▶ **ACCIONES REQUERIDAS**
A: En el texto sobre el periodismo y las nuevas tecnologías, ¿a qué asiste el mundo pese a los recursos técnicos disponibles?
B: Prolonga el texto sobre el periodismo y las nuevas tecnologías a partir de su última oración.

▶ **TEXTO DE LECTURA**
───

Todavía resulta inasible en toda su complejidad la transformación provocada por las nuevas tecnologías en el trabajo del periodista y en la función del periodismo.
Hay tanta distancia entre escribir en una máquina mecánica y una computadora, entre comunicarse por télex o hacerlo mediante correo electrónico, entre publicar el resultado en papel impreso o difundirlo por diversas plataformas digitales de inmediato acceso universal, como la que dista entre viajar a caballo o en avión, librar una batalla con espada o con una AK103.
No se trata apenas de escribir y comunicarse con más facilidad y comodidad. Hay una interacción dialéctica entre el periodista y el modo de producción utilizado, que transforma la escritura misma. Y diferencia más aún el contacto del autor con el receptor.
En buena lógica, esos cambios deberían resultar en textos de mayor calidad y formas más elevadas de comunicación, sea por medio de escritura, radiofonía o imagen cinética. Los recursos técnicos lo hacen posible. Para no mencionar las posibilidades de ampliar la difusión y el conocimiento mediante redes digitales, páginas web, televisión digital, radio por internet y tantos otros recursos hoy al alcance.
Sin embargo el mundo asiste a una caída vertiginosa en la calidad conceptual de los medios de difusión. Como el contenido es inseparable de la forma, incluso con utilización de deslumbrantes recursos técnicos hay también un deterioro formal, aunque se manifieste contradictoriamente y permita prodigios visuales o sonoros. Con muy escasas excepciones el periodismo y recursos paralelos de comunicación social excluyen el rigor y la belleza en el uso de la palabra. Diarios, revistas, blogs y portales digitales derivan hacia la superficialidad y la estrechez, el descuido gramatical –e incluso ortográfico– cuando no a un deleznable mal gusto. Aun en los medios más tradicionales y hasta no hace mucho respetables es raro experimentar el placer de la lectura en la redacción de una noticia y poco usual encontrar una columna de opinión que aúne rigor conceptual –sin juicio de valor sobre las ideas expuestas– y una escritura que produzca gusto en el lector y acreciente sus conocimientos. En televisión –y ahora también en radio– esto se multiplica hasta el paroxismo y da lugar a programas que toman al espectador por idiota y propagan fealdad, antivalores, sexismo y violencia en todos los órdenes.

───

▶ **FILAS DE DATOS**

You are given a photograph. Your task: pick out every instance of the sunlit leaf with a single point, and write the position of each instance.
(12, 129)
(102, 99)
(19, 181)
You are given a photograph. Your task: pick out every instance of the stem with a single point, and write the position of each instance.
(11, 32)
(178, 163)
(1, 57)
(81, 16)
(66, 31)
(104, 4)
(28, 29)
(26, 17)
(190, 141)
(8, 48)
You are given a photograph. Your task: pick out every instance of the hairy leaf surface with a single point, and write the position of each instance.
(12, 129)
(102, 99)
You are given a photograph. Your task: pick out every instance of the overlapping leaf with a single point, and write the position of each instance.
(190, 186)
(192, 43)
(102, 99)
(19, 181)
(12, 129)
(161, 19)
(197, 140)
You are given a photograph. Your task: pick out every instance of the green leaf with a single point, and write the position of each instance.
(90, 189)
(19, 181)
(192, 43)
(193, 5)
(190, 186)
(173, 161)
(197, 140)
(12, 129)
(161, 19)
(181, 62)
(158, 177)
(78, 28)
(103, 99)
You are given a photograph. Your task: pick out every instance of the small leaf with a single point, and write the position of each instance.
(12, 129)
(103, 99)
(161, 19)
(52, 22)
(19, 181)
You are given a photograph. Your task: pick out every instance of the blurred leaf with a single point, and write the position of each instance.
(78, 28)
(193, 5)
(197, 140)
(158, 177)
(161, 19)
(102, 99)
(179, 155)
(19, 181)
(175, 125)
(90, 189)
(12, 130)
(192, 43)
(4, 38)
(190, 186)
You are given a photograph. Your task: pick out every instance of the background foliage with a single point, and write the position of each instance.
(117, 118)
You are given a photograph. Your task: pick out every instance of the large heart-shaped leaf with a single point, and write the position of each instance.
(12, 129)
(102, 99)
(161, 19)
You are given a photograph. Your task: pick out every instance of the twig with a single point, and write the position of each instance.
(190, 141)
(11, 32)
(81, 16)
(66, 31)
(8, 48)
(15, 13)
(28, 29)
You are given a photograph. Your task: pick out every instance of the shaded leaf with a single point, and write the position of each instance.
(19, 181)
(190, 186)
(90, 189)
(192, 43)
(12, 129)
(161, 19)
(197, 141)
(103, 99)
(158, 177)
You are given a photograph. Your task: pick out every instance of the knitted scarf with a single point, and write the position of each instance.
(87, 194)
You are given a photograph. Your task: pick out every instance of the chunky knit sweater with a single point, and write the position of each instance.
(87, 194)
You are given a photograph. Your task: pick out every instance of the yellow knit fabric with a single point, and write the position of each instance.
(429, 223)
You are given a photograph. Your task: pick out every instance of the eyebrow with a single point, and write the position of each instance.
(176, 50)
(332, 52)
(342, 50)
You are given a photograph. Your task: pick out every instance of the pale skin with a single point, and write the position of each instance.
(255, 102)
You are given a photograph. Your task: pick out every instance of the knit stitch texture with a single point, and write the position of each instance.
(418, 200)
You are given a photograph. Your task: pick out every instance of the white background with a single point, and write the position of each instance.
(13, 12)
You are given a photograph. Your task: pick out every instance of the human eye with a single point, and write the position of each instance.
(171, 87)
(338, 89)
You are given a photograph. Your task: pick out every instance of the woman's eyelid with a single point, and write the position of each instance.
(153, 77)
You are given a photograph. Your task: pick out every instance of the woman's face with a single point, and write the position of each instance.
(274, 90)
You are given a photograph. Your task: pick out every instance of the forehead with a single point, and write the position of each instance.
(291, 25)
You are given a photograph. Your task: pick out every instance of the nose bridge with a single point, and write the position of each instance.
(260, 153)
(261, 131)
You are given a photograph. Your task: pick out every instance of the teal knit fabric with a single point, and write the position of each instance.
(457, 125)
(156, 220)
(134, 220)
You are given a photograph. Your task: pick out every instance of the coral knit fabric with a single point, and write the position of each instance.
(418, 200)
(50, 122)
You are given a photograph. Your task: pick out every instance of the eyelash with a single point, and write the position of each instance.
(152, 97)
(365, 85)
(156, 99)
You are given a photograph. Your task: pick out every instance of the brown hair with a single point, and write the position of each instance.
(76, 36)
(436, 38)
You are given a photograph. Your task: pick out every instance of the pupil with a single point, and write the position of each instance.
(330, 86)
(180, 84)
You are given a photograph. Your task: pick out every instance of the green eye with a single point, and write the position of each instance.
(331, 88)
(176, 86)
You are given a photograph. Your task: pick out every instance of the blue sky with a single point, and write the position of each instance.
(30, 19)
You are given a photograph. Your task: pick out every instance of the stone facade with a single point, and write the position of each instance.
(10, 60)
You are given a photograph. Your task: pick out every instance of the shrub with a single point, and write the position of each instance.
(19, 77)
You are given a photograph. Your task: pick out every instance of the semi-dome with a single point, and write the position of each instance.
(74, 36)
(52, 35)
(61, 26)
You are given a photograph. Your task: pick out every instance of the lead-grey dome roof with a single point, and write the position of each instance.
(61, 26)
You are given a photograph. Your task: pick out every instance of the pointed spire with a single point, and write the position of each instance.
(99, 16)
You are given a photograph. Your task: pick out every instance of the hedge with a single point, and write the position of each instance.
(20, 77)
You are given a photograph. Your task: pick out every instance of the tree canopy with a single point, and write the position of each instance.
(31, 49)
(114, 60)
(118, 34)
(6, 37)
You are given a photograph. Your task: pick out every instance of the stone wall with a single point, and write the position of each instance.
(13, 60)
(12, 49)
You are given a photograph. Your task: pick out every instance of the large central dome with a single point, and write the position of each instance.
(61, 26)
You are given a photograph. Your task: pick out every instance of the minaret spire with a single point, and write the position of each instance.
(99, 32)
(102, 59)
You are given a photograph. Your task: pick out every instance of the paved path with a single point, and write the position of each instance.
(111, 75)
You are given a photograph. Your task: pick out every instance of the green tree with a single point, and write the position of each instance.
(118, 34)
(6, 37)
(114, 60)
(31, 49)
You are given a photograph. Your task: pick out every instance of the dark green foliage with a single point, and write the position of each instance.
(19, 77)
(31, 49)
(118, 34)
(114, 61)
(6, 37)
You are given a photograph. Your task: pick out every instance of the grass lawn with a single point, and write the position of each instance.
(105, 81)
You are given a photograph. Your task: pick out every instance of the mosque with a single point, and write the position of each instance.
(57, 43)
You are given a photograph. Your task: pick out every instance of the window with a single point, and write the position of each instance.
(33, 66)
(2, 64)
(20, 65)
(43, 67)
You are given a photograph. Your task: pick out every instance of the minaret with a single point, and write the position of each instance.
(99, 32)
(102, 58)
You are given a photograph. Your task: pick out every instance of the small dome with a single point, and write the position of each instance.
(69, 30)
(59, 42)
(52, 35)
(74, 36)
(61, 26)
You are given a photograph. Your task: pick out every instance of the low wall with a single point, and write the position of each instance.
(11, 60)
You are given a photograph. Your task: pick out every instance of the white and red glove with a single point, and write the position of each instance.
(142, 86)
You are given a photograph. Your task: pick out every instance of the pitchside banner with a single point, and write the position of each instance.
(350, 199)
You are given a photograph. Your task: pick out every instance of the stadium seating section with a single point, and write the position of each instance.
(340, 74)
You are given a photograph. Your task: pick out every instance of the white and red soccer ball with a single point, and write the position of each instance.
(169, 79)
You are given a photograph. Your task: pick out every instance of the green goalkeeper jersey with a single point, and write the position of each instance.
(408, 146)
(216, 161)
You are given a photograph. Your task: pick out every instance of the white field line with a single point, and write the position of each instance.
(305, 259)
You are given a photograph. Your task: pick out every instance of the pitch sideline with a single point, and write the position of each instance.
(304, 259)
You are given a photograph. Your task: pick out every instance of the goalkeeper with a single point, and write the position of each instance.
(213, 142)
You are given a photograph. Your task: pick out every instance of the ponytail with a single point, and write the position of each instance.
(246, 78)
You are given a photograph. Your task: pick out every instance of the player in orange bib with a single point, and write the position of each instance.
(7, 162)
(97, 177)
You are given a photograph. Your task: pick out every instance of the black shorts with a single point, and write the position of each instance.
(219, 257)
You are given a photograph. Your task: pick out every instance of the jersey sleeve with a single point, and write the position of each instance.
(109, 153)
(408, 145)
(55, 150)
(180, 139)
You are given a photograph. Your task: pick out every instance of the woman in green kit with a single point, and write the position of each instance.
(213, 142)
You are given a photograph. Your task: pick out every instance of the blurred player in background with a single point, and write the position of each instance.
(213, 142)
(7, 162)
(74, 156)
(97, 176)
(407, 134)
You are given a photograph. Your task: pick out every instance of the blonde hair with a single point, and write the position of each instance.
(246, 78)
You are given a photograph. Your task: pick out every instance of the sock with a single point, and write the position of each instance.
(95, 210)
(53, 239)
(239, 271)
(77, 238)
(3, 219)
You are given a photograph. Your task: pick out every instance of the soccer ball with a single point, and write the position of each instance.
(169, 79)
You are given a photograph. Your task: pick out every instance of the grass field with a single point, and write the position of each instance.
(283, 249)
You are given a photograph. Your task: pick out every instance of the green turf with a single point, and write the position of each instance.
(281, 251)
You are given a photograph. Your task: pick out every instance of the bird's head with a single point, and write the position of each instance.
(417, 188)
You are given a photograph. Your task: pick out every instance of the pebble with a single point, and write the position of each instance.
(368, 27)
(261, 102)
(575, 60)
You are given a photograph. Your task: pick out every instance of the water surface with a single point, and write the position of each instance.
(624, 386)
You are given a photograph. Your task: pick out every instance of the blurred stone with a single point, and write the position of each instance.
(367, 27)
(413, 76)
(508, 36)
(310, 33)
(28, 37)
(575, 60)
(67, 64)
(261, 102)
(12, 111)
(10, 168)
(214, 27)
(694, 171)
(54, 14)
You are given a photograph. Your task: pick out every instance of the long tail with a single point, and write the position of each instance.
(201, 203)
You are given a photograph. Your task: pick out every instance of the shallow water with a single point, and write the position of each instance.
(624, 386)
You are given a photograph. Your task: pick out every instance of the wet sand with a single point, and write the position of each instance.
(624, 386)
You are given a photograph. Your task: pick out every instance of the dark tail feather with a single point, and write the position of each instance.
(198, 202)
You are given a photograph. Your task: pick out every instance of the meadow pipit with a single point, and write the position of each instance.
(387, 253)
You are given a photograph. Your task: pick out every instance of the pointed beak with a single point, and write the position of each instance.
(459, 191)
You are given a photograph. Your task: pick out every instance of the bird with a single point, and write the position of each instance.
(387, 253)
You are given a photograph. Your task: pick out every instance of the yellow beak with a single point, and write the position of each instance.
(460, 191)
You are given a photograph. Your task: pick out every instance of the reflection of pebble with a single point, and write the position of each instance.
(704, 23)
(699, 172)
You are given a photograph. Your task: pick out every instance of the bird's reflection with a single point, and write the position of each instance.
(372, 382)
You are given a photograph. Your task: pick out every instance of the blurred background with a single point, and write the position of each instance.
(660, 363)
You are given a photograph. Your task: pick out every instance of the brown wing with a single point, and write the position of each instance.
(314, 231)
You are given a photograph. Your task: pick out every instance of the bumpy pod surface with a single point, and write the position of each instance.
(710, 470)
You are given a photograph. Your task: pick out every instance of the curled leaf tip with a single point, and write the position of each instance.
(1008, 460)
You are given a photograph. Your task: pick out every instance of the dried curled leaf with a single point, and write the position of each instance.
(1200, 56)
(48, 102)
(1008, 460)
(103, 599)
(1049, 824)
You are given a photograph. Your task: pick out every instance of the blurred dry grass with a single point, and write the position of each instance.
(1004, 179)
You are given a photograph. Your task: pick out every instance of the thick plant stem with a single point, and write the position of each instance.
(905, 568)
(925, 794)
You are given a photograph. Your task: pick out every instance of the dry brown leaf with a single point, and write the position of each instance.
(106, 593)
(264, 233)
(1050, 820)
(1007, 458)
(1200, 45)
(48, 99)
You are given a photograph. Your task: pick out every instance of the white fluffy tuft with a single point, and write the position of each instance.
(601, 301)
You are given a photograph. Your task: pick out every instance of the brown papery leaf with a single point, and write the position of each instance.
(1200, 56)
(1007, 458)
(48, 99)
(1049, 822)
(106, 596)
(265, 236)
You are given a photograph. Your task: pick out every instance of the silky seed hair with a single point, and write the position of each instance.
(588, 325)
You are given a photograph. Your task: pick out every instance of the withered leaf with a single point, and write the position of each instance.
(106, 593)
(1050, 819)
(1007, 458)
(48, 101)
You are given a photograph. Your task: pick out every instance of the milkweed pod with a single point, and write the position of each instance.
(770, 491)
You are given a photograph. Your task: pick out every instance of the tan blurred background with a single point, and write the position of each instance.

───

▶ **LAS RESPUESTAS**
A: A una caída vertiginosa en la calidad conceptual de los medios de difusión.

B:
Ese deterioro dual no puede sino atentar contra la verdad y la información adecuada. De hecho el fenómeno es inverso: es la necesidad de ocultar o deformar la verdad lo que arrastra a este abismo. Así las cosas, el formidable progreso técnico conlleva un no menos tremendo retroceso humano.
Por qué la contradicción
No pocas personas son inducidas por esta evidencia a rechazar la técnica y añorar un mundo de regreso a la simplicidad pre-industrial, a la sociedad pastoril. Además de imposible, tal expectativa es absurda y reaccionaria, por mucho que apele a formulaciones progresistas.
Aunque por demás repetida, vale recordar una vez más la célebre predicción de Aristóteles: “cuando los telares tejan solos, el hombre será libre”.
Asociar la libertad con la productividad, fruto de la aplicación de nuevos descubrimientos tecnológicos a la producción, es el rasgo genial de esa intuición. En última instancia, el desarrollo de la humanidad puede reducirse al aumento de la productividad: disminución del trabajo necesario y aumento del producto excedente.
Como cualquiera sabe, sin embargo, los telares ya tejen solos y el hombre, en todos los rubros pero particularmente en la rama textil de la industria, a la que aludía el filósofo griego, lejos de liberarse ha retornado a la esclavitud: en todo el mundo los y las obreras textiles son superexplotados y en más de un país son incluso víctimas del tráfico de personas, para producir en condiciones de servidumbre propias de la baja Edad Media.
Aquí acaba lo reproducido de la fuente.